PROBLEM DESCRIPTION:
Rewrite the entries below as a numbered list, skipping any blank lines.

DATA LINES:
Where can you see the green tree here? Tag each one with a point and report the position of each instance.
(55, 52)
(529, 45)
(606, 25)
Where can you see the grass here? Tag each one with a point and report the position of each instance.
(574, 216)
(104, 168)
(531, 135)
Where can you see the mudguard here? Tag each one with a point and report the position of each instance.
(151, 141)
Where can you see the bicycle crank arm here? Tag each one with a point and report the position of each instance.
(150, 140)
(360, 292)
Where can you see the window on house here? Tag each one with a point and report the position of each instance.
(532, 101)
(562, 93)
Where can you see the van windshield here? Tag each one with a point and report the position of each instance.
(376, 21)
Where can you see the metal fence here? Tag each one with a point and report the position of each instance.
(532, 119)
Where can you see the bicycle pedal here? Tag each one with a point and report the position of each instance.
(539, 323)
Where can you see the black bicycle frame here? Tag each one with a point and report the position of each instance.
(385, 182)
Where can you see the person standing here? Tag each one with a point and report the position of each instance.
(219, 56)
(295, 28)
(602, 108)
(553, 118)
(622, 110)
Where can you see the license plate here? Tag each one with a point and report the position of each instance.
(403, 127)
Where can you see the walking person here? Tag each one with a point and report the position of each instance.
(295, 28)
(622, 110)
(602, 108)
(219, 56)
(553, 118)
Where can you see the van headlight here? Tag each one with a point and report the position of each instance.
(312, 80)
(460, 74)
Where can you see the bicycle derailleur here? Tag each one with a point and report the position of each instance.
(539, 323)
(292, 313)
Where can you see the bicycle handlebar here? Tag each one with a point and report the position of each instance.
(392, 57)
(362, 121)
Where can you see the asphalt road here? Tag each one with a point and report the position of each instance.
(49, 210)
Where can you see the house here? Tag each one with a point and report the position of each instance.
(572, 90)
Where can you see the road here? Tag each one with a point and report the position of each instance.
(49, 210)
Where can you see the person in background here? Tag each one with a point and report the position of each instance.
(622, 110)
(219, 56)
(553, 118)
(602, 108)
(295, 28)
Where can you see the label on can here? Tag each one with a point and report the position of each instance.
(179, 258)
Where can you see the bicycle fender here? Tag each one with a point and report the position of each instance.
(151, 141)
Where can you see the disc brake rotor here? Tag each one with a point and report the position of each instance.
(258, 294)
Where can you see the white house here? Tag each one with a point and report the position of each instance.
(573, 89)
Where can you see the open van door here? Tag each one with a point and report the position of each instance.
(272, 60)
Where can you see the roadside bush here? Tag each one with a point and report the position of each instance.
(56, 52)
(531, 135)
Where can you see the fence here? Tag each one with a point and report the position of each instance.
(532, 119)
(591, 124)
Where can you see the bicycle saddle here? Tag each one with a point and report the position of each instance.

COMPLETE RESPONSE:
1. Where can you see the green tree here? Tag each one with a point and report the position of each instance.
2. (55, 52)
3. (529, 45)
4. (606, 25)
5. Where can you see the grass here? Tag each one with a point and report the position of each instance.
6. (574, 216)
7. (104, 168)
8. (531, 135)
9. Where can you see the mudguard here? Tag each one with a point and report the position of each instance.
10. (151, 141)
11. Where can you see the bicycle crank arm here? Tag each one with a point and report the position of each instance.
12. (150, 140)
13. (360, 292)
14. Where can you see the window on house here? Tag each one with a point and report the position of each instance.
15. (532, 101)
16. (562, 93)
17. Where can you see the van windshield here? Tag each one with a point and report the position of each instance.
18. (376, 21)
19. Where can you see the metal fence here? Tag each one with a point and report the position of each instance.
20. (532, 119)
21. Where can you see the bicycle pedal here? Tag each one with a point and report the position of each instance.
22. (539, 323)
23. Where can you see the black bicycle frame here? Tag each one with a point and report the position of each instance.
24. (385, 182)
25. Where can you see the person standing here? Tag each one with a point and report the position of each instance.
26. (219, 56)
27. (295, 28)
28. (602, 108)
29. (553, 118)
30. (622, 110)
31. Where can you see the license plate here? Tag each one with a point and report the position of each instance.
32. (403, 127)
33. Where can you see the walking person here? Tag each one with a point and report the position of each instance.
34. (295, 28)
35. (622, 110)
36. (602, 108)
37. (219, 56)
38. (553, 118)
39. Where can you see the van headlight here? Tag each one with a point and report the position of each instance.
40. (312, 80)
41. (460, 74)
42. Where can you see the bicycle derailleur here? Tag each one with a point and report the position of each instance.
43. (539, 323)
44. (292, 313)
45. Where can you see the bicycle handlebar here? Tag each one with a point and report the position of each instance.
46. (392, 57)
47. (362, 121)
48. Where can you see the asphalt road here? Tag each one with a point and report the position of each instance.
49. (49, 210)
50. Where can you see the house here? Tag each one with a point and report the position of each instance.
51. (572, 90)
52. Where can you see the road here? Tag each one with a point and report the position of each instance.
53. (49, 210)
54. Where can you see the person in background here? Tag each one with a point and report the position of each instance.
55. (622, 110)
56. (219, 56)
57. (553, 118)
58. (602, 108)
59. (295, 28)
60. Where can you see the label on can here? Tag each one with a point and report the position of each instance.
61. (179, 258)
62. Where can you see the bicycle fender here? Tag each one with a point and report the position of each instance.
63. (151, 141)
64. Where can you see the disc brake rotor here? Tag each one with a point and report the position of each instance.
65. (258, 294)
66. Where can you see the white house here? Tag each one with a point and report the position of each instance.
67. (573, 89)
68. Where can you see the open van door here? Tag each one with a point and report the position of each instance.
69. (272, 60)
70. Where can you see the roadside bush here? Tag each one with a point and report the position of each instance.
71. (56, 52)
72. (531, 135)
73. Where can you see the fence here? Tag each one with a point and report the position of each instance.
74. (532, 119)
75. (591, 124)
76. Where can you see the bicycle saddle here? Tag each one with a point and report the position of each instance.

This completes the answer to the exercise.